ARTIKEL:
Sie haben Yannick Hanfmann ganz prominent auf ihre Homepage platziert, die Turnierveranstalter des Challengers in Ismaning. Als größte Werbefigur. Warum auch nicht, der gebürtige Karlsruher, der an der Tennisbase in Oberhaching lebt und trainiert, hatte ja einen überaus erfolgreichen Spätsommer. Im August gewann er das Challenger in Todi, im September kam er gar beim ATP-Turnier in Kitzbühel ins Finale. Dort besiegte er auf seinem Weg vier Top-100-Spieler - und sprang dadurch als 97. selbst zum zweiten Mal in seiner Karriere in diesen illustren Kreis. Zwei Wochen nach Kitzbühel ließ Hanfmann auch in Hamburg das Publikum staunen, als er in der ersten Runde den Top-Ten-Spieler Gael Monfils in zwei Sätzen, ja man muss fast sagen, deklassierte. Im Achtelfinale war Endstation, aber weitere Punkte und knapp 25 000 Euro waren Hanfmann trotzdem sicher. Schon in Kitzbühel waren es knapp 20 000 gewesen.
In Ismaning, wo an diesem Samstag die Wolffkran Open beginnen, wird bei Weitem weniger Geld verteilt. Das Challenger-Turnier ist bei seiner vierten Auflage mit insgesamt eher bescheidenen 44 820 Euro dotiert, der Sieger bekommt 6190 Euro und 80 Weltranglistenpunkte. Dafür gilt die Veranstaltung im Nordosten von München als besonders familiär, das Wohlfühlambiente und die persönliche Betreuung locken in diesem Jahr mehr als ein Dutzend Spieler an, die in ihrer Karriere schon einmal zu den 100 besten Spielern der Welt gehörten oder aktuell noch gehören. Es ist laut Veranstalter die stärkste Besetzung in der Turniergeschichte.

ZU ERLEDIGENDE AUFGABEN:
1/ Übersetze den Satz „Im August gewann er das Challenger in Todi, im September kam er gar beim ATP-Turnier in Kitzbühel ins Finale.“ aus dem Artikel ins Englische.
2/ Schreib aus dem Artikel die Passage von „In Ismaning, wo“ bis einschließlich „in der Turniergeschichte.“ unverändert ab.

INHALT DES DATENSATZES:
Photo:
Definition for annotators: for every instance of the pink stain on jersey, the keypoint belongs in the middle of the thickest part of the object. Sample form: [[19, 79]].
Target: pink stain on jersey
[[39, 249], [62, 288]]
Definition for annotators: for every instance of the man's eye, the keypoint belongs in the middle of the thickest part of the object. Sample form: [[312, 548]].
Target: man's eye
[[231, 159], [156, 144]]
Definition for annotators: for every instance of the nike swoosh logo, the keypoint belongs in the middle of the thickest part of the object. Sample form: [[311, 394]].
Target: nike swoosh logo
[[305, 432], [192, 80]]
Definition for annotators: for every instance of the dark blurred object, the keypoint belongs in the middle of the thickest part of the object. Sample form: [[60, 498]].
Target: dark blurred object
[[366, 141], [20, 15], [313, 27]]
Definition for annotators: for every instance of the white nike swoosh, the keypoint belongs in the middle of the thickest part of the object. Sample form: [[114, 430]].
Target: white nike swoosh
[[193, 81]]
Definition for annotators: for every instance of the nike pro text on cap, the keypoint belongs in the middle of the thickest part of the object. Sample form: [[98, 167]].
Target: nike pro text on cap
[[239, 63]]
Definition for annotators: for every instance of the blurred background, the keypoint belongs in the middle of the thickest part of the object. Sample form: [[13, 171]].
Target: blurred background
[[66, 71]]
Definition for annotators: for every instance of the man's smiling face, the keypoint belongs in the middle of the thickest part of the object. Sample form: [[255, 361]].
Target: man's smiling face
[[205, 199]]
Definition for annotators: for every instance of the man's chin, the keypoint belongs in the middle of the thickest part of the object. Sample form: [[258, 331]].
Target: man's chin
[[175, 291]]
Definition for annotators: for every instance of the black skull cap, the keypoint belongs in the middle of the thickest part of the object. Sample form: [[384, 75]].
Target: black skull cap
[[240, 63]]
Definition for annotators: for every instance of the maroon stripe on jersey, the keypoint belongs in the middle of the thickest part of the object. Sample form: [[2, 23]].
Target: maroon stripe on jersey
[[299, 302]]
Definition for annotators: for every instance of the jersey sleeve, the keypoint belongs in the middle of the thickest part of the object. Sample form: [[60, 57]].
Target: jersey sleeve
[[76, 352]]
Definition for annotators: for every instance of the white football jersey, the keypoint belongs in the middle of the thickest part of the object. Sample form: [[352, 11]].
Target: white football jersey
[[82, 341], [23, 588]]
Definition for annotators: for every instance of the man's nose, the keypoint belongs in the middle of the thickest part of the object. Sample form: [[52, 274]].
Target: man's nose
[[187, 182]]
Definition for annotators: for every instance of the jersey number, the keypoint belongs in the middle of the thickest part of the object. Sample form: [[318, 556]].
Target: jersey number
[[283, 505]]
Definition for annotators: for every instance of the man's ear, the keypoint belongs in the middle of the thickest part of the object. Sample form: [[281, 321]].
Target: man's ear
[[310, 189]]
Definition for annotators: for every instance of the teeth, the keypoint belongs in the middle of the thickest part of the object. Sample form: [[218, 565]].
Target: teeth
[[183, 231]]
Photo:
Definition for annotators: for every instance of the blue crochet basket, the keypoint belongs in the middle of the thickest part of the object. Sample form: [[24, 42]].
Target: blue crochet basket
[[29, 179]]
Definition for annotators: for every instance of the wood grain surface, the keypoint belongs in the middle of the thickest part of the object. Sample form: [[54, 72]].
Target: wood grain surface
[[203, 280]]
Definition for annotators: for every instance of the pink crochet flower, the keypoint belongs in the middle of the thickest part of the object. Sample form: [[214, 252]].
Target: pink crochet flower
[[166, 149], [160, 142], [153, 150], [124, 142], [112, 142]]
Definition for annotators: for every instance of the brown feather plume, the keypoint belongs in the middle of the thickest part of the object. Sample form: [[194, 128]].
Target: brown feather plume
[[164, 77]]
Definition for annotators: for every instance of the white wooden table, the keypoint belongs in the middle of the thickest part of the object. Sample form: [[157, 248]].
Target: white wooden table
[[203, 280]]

LÖSUNGEN:
1/ In August he won the Challenger in Todi, and in September he even reached the final at the ATP tournament in Kitzbühel.

2/
In Ismaning, wo an diesem Samstag die Wolffkran Open beginnen, wird bei Weitem weniger Geld verteilt. Das Challenger-Turnier ist bei seiner vierten Auflage mit insgesamt eher bescheidenen 44 820 Euro dotiert, der Sieger bekommt 6190 Euro und 80 Weltranglistenpunkte. Dafür gilt die Veranstaltung im Nordosten von München als besonders familiär, das Wohlfühlambiente und die persönliche Betreuung locken in diesem Jahr mehr als ein Dutzend Spieler an, die in ihrer Karriere schon einmal zu den 100 besten Spielern der Welt gehörten oder aktuell noch gehören. Es ist laut Veranstalter die stärkste Besetzung in der Turniergeschichte.